DO THIS:
Reproduce every one of the following records line for line, changing nothing.

Dataset rows
>>

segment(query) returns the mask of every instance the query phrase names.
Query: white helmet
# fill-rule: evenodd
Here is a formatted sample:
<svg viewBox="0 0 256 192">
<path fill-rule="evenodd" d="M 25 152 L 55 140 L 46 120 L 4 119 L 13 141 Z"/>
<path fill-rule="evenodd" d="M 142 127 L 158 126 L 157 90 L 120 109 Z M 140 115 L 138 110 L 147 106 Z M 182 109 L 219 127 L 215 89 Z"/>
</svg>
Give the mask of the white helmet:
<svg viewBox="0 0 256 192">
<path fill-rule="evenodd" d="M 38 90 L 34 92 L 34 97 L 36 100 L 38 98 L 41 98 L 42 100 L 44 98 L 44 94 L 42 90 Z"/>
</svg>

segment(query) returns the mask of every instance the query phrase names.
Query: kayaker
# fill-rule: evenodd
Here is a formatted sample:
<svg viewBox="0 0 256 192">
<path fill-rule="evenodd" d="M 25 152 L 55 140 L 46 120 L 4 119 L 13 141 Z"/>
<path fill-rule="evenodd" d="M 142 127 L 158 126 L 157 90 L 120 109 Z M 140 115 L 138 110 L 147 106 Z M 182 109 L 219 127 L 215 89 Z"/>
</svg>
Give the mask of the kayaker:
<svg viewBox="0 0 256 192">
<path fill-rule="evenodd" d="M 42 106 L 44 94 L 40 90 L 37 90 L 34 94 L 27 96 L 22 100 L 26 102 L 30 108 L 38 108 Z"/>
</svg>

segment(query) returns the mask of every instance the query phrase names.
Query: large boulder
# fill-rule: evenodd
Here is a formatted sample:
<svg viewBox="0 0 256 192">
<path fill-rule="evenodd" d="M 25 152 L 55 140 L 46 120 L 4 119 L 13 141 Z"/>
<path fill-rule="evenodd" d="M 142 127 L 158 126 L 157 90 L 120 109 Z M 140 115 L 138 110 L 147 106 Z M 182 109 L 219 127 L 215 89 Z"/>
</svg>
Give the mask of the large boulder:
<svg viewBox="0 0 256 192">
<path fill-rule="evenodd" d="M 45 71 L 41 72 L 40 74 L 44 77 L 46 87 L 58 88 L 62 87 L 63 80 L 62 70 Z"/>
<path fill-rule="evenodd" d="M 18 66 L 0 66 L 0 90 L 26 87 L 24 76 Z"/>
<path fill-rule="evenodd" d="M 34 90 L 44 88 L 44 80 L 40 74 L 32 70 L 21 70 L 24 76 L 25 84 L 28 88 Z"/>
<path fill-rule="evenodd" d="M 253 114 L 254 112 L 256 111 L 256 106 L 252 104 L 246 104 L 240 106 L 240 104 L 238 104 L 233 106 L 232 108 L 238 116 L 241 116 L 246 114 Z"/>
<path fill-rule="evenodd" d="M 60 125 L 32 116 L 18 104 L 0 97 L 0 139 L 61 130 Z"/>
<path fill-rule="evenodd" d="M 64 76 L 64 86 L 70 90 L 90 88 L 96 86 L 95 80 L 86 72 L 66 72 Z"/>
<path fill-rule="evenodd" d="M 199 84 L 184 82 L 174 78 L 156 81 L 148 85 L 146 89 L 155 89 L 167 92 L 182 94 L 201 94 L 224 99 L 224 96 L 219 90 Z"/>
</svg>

<<

FINISHED ANSWER:
segment(query) returns the mask of every instance the query phrase names.
Query: white helmet
# fill-rule: evenodd
Here is a formatted sample:
<svg viewBox="0 0 256 192">
<path fill-rule="evenodd" d="M 25 152 L 55 140 L 46 120 L 4 119 L 13 141 Z"/>
<path fill-rule="evenodd" d="M 142 127 L 158 126 L 157 90 L 120 109 Z M 140 115 L 138 110 L 147 106 Z M 182 109 L 219 127 L 215 89 Z"/>
</svg>
Give the mask of the white helmet:
<svg viewBox="0 0 256 192">
<path fill-rule="evenodd" d="M 38 90 L 34 92 L 34 97 L 36 100 L 38 98 L 41 98 L 42 100 L 44 98 L 44 94 L 42 90 Z"/>
</svg>

segment(query) returns the mask of every instance the query phrase names.
Query: kayaker
# fill-rule: evenodd
Here is a formatted sample:
<svg viewBox="0 0 256 192">
<path fill-rule="evenodd" d="M 25 152 L 55 140 L 46 120 L 4 119 L 13 141 Z"/>
<path fill-rule="evenodd" d="M 142 127 L 158 126 L 157 90 L 120 109 Z M 140 115 L 138 110 L 147 106 Z M 182 109 L 219 127 L 215 89 Z"/>
</svg>
Give the mask of the kayaker:
<svg viewBox="0 0 256 192">
<path fill-rule="evenodd" d="M 42 106 L 44 94 L 40 90 L 37 90 L 34 94 L 27 96 L 22 100 L 26 102 L 30 108 L 38 108 Z"/>
</svg>

segment(query) returns the mask of every instance the query phrase names.
Query: large boulder
# fill-rule: evenodd
Here is a formatted sample:
<svg viewBox="0 0 256 192">
<path fill-rule="evenodd" d="M 25 152 L 55 140 L 46 120 L 4 119 L 13 141 Z"/>
<path fill-rule="evenodd" d="M 142 127 L 158 126 L 157 90 L 120 109 Z M 140 115 L 138 110 L 147 106 Z M 182 109 L 219 127 L 215 89 Z"/>
</svg>
Give the mask of the large boulder:
<svg viewBox="0 0 256 192">
<path fill-rule="evenodd" d="M 45 71 L 41 72 L 40 74 L 44 77 L 46 87 L 58 88 L 62 87 L 63 80 L 62 70 Z"/>
<path fill-rule="evenodd" d="M 18 66 L 0 66 L 0 90 L 26 87 L 24 76 Z"/>
<path fill-rule="evenodd" d="M 34 90 L 44 88 L 44 80 L 40 74 L 32 70 L 21 70 L 24 76 L 25 84 L 28 88 Z"/>
<path fill-rule="evenodd" d="M 253 114 L 254 112 L 256 111 L 256 106 L 252 104 L 246 104 L 240 106 L 240 104 L 238 104 L 233 106 L 232 108 L 238 116 L 241 116 L 246 114 Z"/>
<path fill-rule="evenodd" d="M 60 125 L 32 116 L 18 104 L 0 97 L 0 139 L 61 130 Z"/>
<path fill-rule="evenodd" d="M 64 76 L 64 86 L 70 90 L 90 88 L 96 86 L 95 80 L 86 72 L 66 72 Z"/>
<path fill-rule="evenodd" d="M 199 84 L 184 82 L 174 78 L 156 81 L 148 85 L 146 89 L 155 89 L 167 92 L 182 94 L 201 94 L 224 99 L 224 96 L 219 90 Z"/>
</svg>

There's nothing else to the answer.